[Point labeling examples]
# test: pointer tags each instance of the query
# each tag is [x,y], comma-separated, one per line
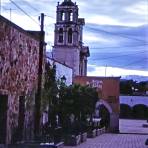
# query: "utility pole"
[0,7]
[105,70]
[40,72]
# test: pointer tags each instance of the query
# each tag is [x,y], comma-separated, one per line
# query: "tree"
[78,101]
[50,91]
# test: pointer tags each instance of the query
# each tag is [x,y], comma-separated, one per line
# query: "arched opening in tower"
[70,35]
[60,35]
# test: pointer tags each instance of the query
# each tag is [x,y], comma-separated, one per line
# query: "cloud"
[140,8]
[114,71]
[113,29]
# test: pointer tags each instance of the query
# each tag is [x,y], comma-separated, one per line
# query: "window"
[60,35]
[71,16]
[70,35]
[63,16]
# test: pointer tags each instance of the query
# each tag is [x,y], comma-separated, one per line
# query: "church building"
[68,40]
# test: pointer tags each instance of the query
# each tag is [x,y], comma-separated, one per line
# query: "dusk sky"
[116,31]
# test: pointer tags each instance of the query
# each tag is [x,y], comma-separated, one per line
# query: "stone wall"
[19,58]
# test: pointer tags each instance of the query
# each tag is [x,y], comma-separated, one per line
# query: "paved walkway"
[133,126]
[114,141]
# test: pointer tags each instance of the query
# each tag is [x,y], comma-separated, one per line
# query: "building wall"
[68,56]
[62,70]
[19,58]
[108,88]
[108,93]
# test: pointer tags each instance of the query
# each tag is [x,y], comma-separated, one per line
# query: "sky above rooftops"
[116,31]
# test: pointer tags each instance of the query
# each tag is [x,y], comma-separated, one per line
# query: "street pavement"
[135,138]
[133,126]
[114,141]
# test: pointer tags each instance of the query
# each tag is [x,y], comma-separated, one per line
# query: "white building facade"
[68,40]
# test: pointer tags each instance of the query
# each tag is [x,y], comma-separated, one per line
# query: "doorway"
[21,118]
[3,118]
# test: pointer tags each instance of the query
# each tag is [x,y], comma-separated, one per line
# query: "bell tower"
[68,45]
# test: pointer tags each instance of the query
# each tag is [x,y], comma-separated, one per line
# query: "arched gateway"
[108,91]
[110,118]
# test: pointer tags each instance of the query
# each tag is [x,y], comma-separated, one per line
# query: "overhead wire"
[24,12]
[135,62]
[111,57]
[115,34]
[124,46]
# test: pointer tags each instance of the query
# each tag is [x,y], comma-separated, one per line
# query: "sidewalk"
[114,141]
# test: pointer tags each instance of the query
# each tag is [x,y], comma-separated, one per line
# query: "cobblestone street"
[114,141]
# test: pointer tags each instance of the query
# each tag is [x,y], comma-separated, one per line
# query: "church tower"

_Given request_: Each line of the material must be retyped exactly, except that images are omitted.

_Task output_:
# test: pointer tags each instance of the query
# each tag is [x,y], comma-separated, one per line
# query: "utility pole"
[0,7]
[105,70]
[40,72]
# test: pointer tags each instance of the query
# each tag is [x,y], comma-separated, one per line
# query: "tree"
[78,101]
[50,91]
# test: pointer tags each instance of the query
# each tag is [x,y], comma-separated, one per line
# query: "arched opening in tower"
[70,35]
[60,35]
# test: pointer tags each instance of the query
# each tag is [x,y], comma-separated, one per line
# query: "cloud"
[140,8]
[114,71]
[113,29]
# test: pointer tags each instance of the query
# each tag is [x,y], comma-separated, one per line
# query: "window"
[60,35]
[71,16]
[70,35]
[63,16]
# test: pointer tags each instance of the query
# each tag is [x,y], comma-separated, one per line
# query: "church building"
[68,40]
# test: pointer tags each instance of the query
# each tag is [x,y], comma-separated, one per line
# query: "dusk sky"
[116,31]
# test: pointer tags each instance of the query
# each tag is [x,y], comma-separated, one per line
# query: "stone wall"
[19,58]
# test: pointer tags each instance of the query
# each tag is [x,y], comma-separated, one per line
# query: "paved walkway"
[133,126]
[114,141]
# test: pointer tags each instance of the query
# each tag is [x,y], comma-separated, one per line
# query: "building wall"
[68,56]
[62,70]
[19,58]
[108,88]
[108,93]
# test: pointer tags each instance of the query
# each tag is [x,y], comma-separated, one per line
# query: "sky above rooftops"
[116,31]
# test: pointer tags each instance of the query
# each tag is [x,y], comma-separated, one per line
# query: "street pavement"
[135,138]
[133,126]
[114,141]
# test: pointer tags each instance of the query
# each tag is [x,y], comma-separated, one per line
# query: "white building facade"
[68,40]
# test: pointer tags each instance of the query
# each tag is [x,y], comma-separated, one per line
# query: "doorway"
[21,118]
[3,118]
# test: pointer tags each instance of the query
# each tag is [x,y], comma-separated, one per line
# query: "bell tower"
[68,45]
# test: pointer tags each instance of the query
# each tag is [x,y], comma-separated, one per line
# query: "arched gateway"
[108,91]
[110,118]
# test: pointer tags each instance of the query
# each tag is [x,y], comma-separated, one per line
# query: "overhead wire"
[24,12]
[135,62]
[111,57]
[115,34]
[124,46]
# test: pointer tags each instance of the query
# each tag is [x,y], comma-separated, one per line
# query: "sidewalk"
[114,141]
# test: pointer tags each instance of the query
# each tag is [x,y], comma-separated, one per line
# query: "cobblestone street"
[114,141]
# test: pointer tags each instance of the query
# each tag is [x,y], comma-separated, one per line
# query: "church tower"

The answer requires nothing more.